__Material provided__.
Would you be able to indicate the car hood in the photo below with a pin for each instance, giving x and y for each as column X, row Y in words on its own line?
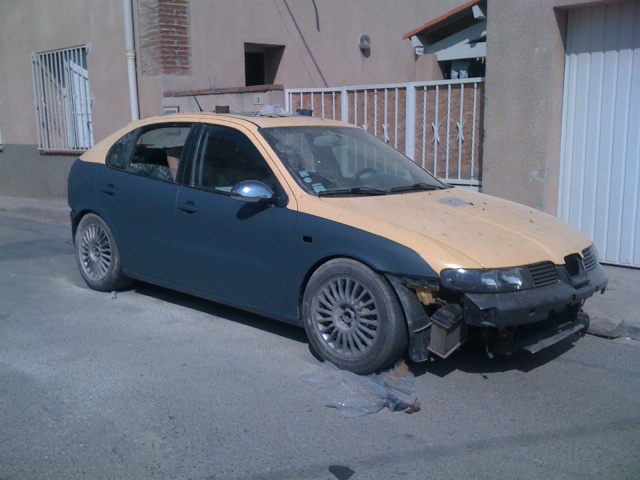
column 456, row 228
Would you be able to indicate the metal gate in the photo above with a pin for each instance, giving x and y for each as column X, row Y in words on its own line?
column 437, row 124
column 600, row 157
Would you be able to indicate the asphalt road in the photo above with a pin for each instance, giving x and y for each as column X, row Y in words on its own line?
column 154, row 384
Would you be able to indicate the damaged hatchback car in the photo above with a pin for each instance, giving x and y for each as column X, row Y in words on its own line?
column 320, row 224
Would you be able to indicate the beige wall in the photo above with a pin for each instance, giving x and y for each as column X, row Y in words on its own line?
column 523, row 109
column 319, row 51
column 37, row 26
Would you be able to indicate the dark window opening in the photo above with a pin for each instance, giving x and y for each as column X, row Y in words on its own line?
column 261, row 63
column 464, row 68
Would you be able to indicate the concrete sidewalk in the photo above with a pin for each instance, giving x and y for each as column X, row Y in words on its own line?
column 614, row 314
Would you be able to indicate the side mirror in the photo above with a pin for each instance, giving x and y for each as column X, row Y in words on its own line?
column 252, row 191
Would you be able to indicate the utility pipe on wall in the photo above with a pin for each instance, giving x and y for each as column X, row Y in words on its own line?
column 131, row 59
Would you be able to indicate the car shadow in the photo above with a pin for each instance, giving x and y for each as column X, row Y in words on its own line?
column 473, row 358
column 266, row 324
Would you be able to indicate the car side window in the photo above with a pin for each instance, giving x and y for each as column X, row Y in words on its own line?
column 121, row 151
column 227, row 157
column 157, row 152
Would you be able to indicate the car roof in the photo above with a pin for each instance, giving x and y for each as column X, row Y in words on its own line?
column 261, row 121
column 98, row 153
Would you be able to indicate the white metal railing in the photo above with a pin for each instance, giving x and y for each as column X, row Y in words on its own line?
column 437, row 124
column 62, row 100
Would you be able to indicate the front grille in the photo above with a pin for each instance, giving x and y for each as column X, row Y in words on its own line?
column 589, row 258
column 543, row 273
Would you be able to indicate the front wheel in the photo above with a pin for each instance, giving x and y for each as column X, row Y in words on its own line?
column 97, row 255
column 353, row 318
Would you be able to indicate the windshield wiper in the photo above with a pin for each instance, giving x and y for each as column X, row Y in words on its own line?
column 416, row 187
column 352, row 191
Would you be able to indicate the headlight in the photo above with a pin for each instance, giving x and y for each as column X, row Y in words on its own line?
column 486, row 281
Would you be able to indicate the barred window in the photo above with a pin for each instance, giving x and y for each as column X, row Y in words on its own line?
column 62, row 100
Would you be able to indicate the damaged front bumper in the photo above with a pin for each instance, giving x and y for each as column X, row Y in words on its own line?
column 530, row 319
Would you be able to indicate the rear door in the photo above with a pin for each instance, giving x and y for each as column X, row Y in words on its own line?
column 138, row 195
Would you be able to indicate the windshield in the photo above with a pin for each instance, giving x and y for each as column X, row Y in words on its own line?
column 343, row 161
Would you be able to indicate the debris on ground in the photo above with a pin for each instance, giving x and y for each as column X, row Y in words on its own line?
column 356, row 395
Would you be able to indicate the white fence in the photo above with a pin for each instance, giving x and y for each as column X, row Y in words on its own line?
column 436, row 124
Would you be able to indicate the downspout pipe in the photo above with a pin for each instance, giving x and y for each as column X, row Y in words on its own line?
column 131, row 60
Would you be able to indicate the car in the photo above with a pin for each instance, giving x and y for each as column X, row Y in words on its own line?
column 322, row 225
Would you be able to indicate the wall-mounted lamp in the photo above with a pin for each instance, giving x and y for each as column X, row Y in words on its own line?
column 364, row 43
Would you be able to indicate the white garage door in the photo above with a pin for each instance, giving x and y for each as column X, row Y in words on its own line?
column 600, row 159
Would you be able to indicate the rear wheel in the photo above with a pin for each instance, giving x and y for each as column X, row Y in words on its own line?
column 353, row 318
column 97, row 255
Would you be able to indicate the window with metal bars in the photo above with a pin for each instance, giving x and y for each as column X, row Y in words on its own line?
column 62, row 100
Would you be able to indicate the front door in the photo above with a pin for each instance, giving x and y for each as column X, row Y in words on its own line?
column 238, row 252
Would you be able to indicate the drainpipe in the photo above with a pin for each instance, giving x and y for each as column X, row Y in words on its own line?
column 131, row 60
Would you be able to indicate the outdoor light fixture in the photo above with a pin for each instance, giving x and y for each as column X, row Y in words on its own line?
column 364, row 43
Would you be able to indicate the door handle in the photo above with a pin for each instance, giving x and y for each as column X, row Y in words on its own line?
column 109, row 189
column 188, row 207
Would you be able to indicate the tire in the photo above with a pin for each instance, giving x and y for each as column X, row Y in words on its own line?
column 353, row 318
column 97, row 255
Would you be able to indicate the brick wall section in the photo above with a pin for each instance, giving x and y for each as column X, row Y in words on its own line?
column 165, row 37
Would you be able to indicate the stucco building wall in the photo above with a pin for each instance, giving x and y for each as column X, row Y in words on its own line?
column 320, row 42
column 523, row 109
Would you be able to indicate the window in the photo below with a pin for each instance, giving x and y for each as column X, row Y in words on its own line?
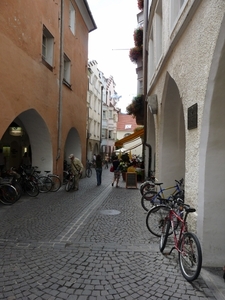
column 128, row 126
column 158, row 25
column 110, row 134
column 47, row 46
column 104, row 133
column 72, row 18
column 176, row 7
column 67, row 65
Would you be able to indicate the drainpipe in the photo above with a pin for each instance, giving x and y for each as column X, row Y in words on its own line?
column 61, row 70
column 145, row 64
column 101, row 119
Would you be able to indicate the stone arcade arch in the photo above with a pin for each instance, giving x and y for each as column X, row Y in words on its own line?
column 150, row 149
column 172, row 135
column 38, row 140
column 73, row 145
column 211, row 205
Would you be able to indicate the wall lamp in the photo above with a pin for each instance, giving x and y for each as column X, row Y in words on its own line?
column 153, row 104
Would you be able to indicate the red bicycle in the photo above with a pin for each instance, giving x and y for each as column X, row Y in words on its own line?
column 185, row 242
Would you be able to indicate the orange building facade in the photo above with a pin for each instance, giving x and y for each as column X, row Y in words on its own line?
column 43, row 85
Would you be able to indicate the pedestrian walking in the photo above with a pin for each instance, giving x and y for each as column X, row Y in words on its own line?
column 98, row 169
column 116, row 167
column 76, row 168
column 26, row 162
column 2, row 161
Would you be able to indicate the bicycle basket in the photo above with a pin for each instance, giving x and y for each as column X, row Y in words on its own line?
column 29, row 171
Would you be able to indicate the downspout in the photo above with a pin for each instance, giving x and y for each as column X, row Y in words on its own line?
column 101, row 120
column 61, row 62
column 145, row 64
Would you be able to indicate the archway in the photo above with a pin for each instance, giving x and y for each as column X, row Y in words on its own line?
column 35, row 139
column 72, row 145
column 211, row 206
column 172, row 134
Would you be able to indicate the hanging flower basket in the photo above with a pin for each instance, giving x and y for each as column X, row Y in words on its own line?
column 138, row 37
column 141, row 4
column 135, row 53
column 136, row 107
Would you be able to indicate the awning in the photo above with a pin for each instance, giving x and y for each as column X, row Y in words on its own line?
column 133, row 147
column 130, row 138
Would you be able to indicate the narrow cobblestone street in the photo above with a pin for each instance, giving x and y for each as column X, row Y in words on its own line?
column 90, row 244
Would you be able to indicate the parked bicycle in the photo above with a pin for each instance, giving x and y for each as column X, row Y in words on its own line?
column 70, row 185
column 8, row 193
column 185, row 242
column 148, row 185
column 88, row 169
column 47, row 182
column 153, row 197
column 28, row 183
column 56, row 182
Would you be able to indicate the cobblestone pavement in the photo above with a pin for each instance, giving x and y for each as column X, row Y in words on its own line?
column 89, row 244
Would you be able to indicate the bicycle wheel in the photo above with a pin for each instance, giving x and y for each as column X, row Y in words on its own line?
column 88, row 172
column 65, row 176
column 147, row 187
column 31, row 188
column 56, row 183
column 164, row 235
column 44, row 184
column 146, row 203
column 19, row 190
column 8, row 194
column 69, row 185
column 155, row 219
column 190, row 256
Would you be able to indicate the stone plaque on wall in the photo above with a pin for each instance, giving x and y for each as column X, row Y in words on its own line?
column 193, row 116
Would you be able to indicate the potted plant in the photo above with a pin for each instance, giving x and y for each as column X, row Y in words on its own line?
column 135, row 53
column 138, row 37
column 124, row 164
column 136, row 108
column 141, row 4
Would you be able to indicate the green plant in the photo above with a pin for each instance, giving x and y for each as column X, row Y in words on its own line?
column 140, row 4
column 135, row 53
column 136, row 106
column 138, row 37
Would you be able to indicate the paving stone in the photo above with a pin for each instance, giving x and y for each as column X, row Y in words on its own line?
column 60, row 246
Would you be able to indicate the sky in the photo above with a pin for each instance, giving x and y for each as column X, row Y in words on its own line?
column 116, row 21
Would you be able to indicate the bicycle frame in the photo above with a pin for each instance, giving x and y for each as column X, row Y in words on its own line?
column 186, row 243
column 160, row 194
column 183, row 228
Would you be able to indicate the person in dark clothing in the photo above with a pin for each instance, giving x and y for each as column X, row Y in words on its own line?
column 98, row 169
column 116, row 164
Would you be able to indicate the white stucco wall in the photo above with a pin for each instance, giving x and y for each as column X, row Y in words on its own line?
column 188, row 61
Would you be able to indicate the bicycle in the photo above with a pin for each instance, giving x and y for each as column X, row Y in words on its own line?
column 148, row 185
column 8, row 193
column 185, row 242
column 88, row 169
column 56, row 182
column 28, row 183
column 70, row 181
column 152, row 197
column 44, row 183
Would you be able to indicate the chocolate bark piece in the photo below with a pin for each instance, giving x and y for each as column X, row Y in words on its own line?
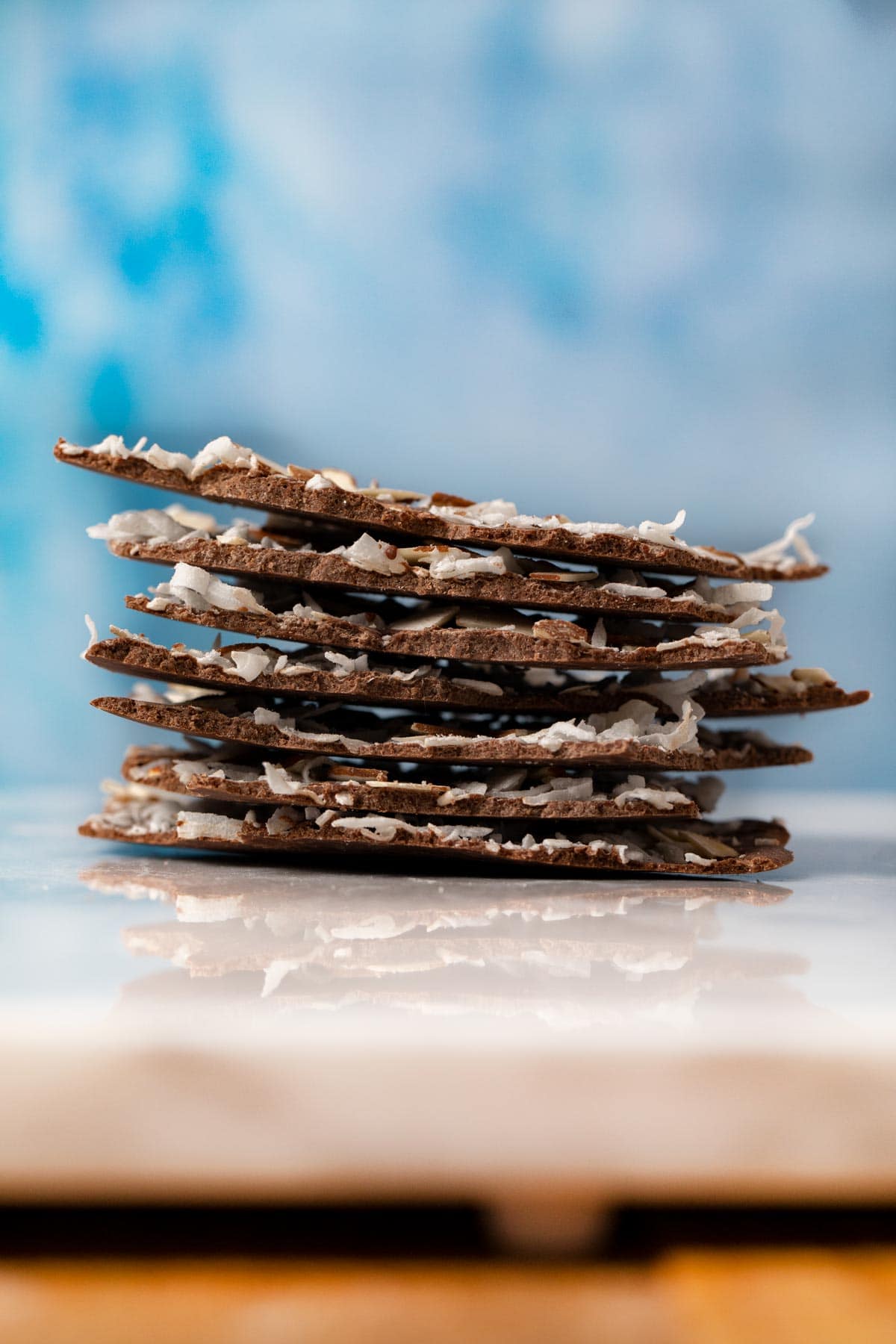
column 748, row 846
column 199, row 719
column 273, row 491
column 568, row 648
column 505, row 690
column 203, row 889
column 415, row 792
column 312, row 569
column 743, row 692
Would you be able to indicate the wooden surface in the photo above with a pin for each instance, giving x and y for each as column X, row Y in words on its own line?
column 781, row 1297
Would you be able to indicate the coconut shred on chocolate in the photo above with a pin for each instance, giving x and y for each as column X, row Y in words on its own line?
column 425, row 678
column 231, row 473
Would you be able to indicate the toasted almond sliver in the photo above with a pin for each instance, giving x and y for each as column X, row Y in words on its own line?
column 561, row 631
column 381, row 491
column 444, row 730
column 428, row 620
column 494, row 618
column 442, row 500
column 566, row 576
column 337, row 476
column 813, row 676
column 355, row 772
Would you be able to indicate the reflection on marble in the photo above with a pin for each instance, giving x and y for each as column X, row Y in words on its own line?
column 568, row 953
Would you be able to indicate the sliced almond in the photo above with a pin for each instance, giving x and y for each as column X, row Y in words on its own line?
column 344, row 480
column 561, row 631
column 442, row 500
column 394, row 495
column 355, row 772
column 422, row 554
column 429, row 618
column 706, row 846
column 813, row 676
column 566, row 576
column 494, row 618
column 444, row 730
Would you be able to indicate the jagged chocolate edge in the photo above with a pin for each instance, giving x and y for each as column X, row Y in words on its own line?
column 193, row 721
column 277, row 494
column 455, row 644
column 332, row 571
column 155, row 662
column 305, row 838
column 421, row 800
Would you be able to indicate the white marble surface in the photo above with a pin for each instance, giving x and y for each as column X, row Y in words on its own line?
column 178, row 1027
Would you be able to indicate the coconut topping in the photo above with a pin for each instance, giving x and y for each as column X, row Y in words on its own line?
column 488, row 514
column 220, row 452
column 134, row 811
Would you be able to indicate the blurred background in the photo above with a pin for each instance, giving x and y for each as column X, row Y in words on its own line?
column 610, row 258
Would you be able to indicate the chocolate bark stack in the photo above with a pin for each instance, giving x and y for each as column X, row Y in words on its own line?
column 432, row 676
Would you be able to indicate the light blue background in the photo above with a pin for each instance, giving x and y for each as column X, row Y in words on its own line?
column 605, row 257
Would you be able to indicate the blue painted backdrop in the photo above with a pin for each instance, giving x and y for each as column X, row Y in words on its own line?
column 608, row 257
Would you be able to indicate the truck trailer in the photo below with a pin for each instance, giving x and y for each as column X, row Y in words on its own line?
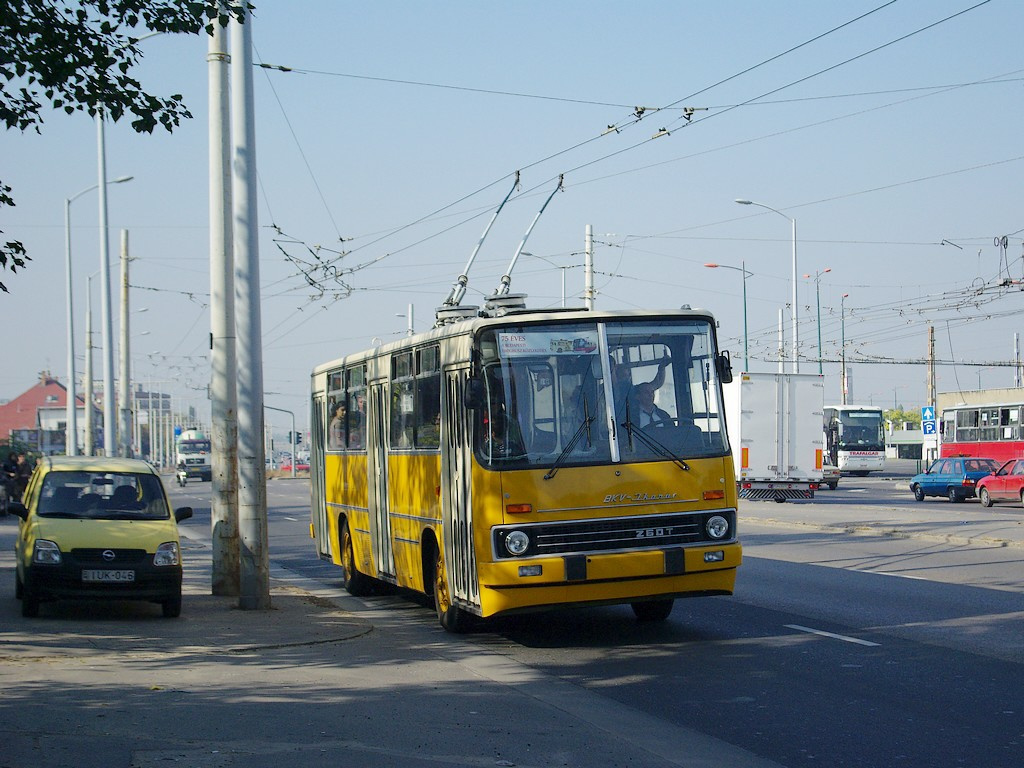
column 774, row 424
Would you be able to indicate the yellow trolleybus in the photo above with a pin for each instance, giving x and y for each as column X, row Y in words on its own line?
column 530, row 460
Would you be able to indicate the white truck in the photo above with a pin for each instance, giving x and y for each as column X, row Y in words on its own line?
column 774, row 424
column 192, row 457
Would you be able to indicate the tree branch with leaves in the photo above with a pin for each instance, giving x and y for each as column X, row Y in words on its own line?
column 78, row 56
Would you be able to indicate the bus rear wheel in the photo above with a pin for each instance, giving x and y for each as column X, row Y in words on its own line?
column 452, row 617
column 355, row 584
column 652, row 610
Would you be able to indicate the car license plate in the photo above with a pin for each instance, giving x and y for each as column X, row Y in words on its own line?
column 108, row 576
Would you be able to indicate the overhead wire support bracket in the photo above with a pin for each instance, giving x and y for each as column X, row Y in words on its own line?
column 459, row 289
column 503, row 289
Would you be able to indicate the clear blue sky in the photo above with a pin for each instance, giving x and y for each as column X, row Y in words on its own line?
column 398, row 130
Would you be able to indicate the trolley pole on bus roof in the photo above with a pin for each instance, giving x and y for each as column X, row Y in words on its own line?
column 588, row 291
column 223, row 400
column 254, row 563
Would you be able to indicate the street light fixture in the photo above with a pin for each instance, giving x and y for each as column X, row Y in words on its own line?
column 796, row 313
column 71, row 426
column 740, row 268
column 817, row 297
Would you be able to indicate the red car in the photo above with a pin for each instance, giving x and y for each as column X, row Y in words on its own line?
column 1006, row 484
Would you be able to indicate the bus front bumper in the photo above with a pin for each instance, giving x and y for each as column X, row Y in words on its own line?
column 619, row 578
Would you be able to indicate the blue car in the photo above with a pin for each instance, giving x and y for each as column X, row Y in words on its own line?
column 954, row 478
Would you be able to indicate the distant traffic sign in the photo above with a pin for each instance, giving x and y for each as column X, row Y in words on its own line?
column 928, row 426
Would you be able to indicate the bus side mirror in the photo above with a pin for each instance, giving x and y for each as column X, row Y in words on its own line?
column 474, row 396
column 723, row 364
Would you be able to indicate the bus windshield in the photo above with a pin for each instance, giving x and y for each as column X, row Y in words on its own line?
column 194, row 446
column 860, row 430
column 563, row 394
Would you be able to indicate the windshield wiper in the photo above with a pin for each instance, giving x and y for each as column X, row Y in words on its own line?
column 584, row 427
column 656, row 445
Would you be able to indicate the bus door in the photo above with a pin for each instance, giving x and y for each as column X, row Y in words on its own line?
column 380, row 519
column 457, row 511
column 317, row 439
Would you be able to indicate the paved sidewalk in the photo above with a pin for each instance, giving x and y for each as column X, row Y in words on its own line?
column 933, row 519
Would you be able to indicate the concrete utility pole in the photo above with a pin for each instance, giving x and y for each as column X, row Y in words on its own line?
column 110, row 425
column 124, row 422
column 87, row 384
column 223, row 399
column 254, row 571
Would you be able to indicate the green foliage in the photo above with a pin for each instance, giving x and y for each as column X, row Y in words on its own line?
column 78, row 56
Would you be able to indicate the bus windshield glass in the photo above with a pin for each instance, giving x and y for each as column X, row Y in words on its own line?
column 861, row 430
column 194, row 446
column 563, row 394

__To do__. Reproduce word for word everything in the material above, from the line containing "Would you be able to indicate the blurred" down to the line containing "column 652, row 610", both included, but leave out the pictures.

__Result below__.
Would you be able to indicate the blurred background in the photo above with a pin for each instance, giving x and y for each as column X, row Y in words on its own line?
column 610, row 258
Would you be able to indicate the chocolate bark stack in the photo above with a pin for each instance, giving x and y for each as column X, row Y in words on its own line?
column 432, row 676
Would you be able to indicate the light blue background in the photo above with a pin for each instance, giving x and y for each as column X, row Y in words on its own line?
column 605, row 257
Would you be able to indicate the blue painted backdrop in the photo above with a pin for each instance, giving x and y for each as column X, row Y in words on its own line?
column 608, row 257
Would you be able to indicate the truck trailer in the photo below with a pin for each instance, giving x and y for each as column X, row Y in words on its own line?
column 774, row 424
Would you be able to indicate the yellow trolleybus in the photo above with a pin for each instance, giving x and y for each as column X, row Y in words on its own line?
column 530, row 460
Would you be able to indicate the white truck in the photo above with a pin for each instance, giving x and y for each as column X, row Y in words on its own line?
column 774, row 424
column 192, row 457
Would you be able to indicate the tree branch with leaves in the photo above with a pin for each instance, giving x and y for each as column X, row Y in words on its own line?
column 78, row 56
Would you be able to indicate the bus rear wheel in the photo above with a pin for each instance, giving x and y for each as column X, row Y in words on its own line?
column 452, row 617
column 355, row 584
column 652, row 610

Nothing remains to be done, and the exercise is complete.